Usai pendidikan tersebut, Tagam dipindah ke Puskodal Polda Sumut. Selanjutnya ia ditunjuk menjadi Wakapolsek Belawan. Beberapa tahun kemudian ditugaskan sebagai Kasat Sabhara di Tapanuli Selatan. Menyusul setelah itu menjadi Kapolsekta Medan Sunggal.

Tagam adalah sosok yang gemar mengikuti rangkaian jenjang pendidikan di Kepolisian. Setelah dari Polsek Medan Sunggal, ia menempuh Sekolah Lanjutan Perwira (Selapa) Polri. Lulus dari sana, ia dipercaya sebagai Kepala Unit Kejahatan dan Kekerasan (Kanit Jatanras) Polda Metro Jaya.

Selama menjabat Kanit Jatanras, bersama jajaran kepolisian terkait lainnya, beragam kasus kejahatan besar di Jakarta berhasil dibongkar. Antara lain perampokan yang selalu marak di jalan tol, perampokan genk ”Kapak Merah” yang acap menghantui warga ibukota, sampai dengan teror bom di Atrium Senen dan kasus yang sama di gedung Bursa Efek Jakarta.

Respek negara atas dedikasi yang dijabaninya itu, Tagam lulus mengikuti Sespim (Sekolah Pimpinan). Tak berapa lama setelah menamatkan Sespim, Tagam ditugaskan sebagai Kasat Tipikor (Tindak Pidana Korupsi) Polda Sumut.

Selama menjabat Kasat Tipikor, yang mana saat itu Kapolda Sumut dibawah komando Bambang Hendarso Danuri, berbagai kasus trans nasional yang melibatkan pejabat dan pengusaha, berhasil diungkap. Sebut saja seperti kasus korupsi di sebuah BUMN, kasus dugaan korupsi petinggi pemerintahan daerah di sebuah kabupaten, dan berbagai kasus korupsi lainnya.

Polisi Adalah Hobi

Setelah sekitar 9 bulan sebagai Kasat Tipikor Polda Sumut, ia lalu diangkat menjadi Kapolres Labuhan Batu. Selama 1 tahun 8 bulan di sini, wilayah hukum Polres Labuhan batu yang dikenal rawan perampokan khususnya di Jalinsum, bisa diredam. Para gembong kejahatan dibekuk. Bahkan di antara mereka terpaksa ditembak mati.

Selanjutnya, Kombes Pol Tagam Sinaga dipindah tugas menjadi Wakapolwil Purwakarta, Jawa Barat. Bertugas selama 1 tahun 6 bulan. Berikutnya ia mendapat promosi jabatan di Bareskrim Mabes Polri. Di sini ia ditugaskan menjadi bagian dari tim yang menangani kasus tersangka seorang pegawai Direktorat Pajak, Gayus Halomoan P Tambunan.

## [Data tersedia]
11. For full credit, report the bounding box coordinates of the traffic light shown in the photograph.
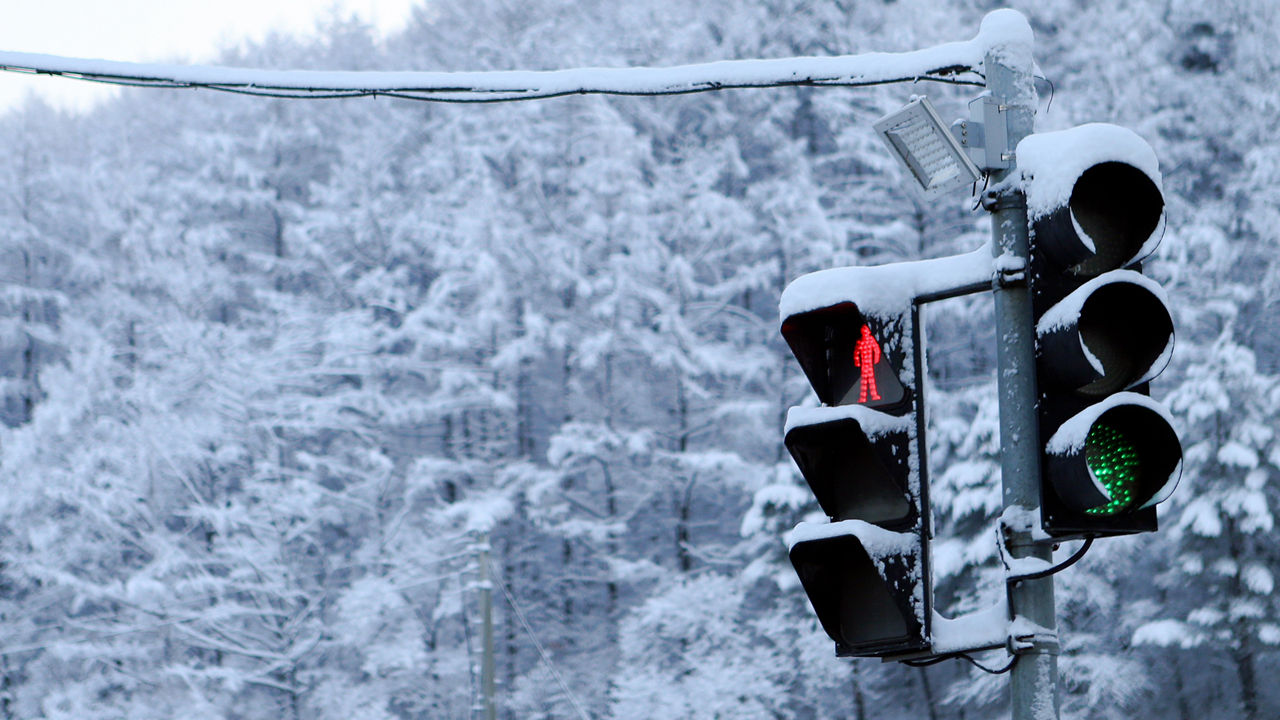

## [Petunjuk]
Menurut bacaan tersedia, berapa lama Tagam bertugas sebagai Kapolres Labuhan Batu?

## [Jawaban berikut]
Selama 1 tahun 8 bulan.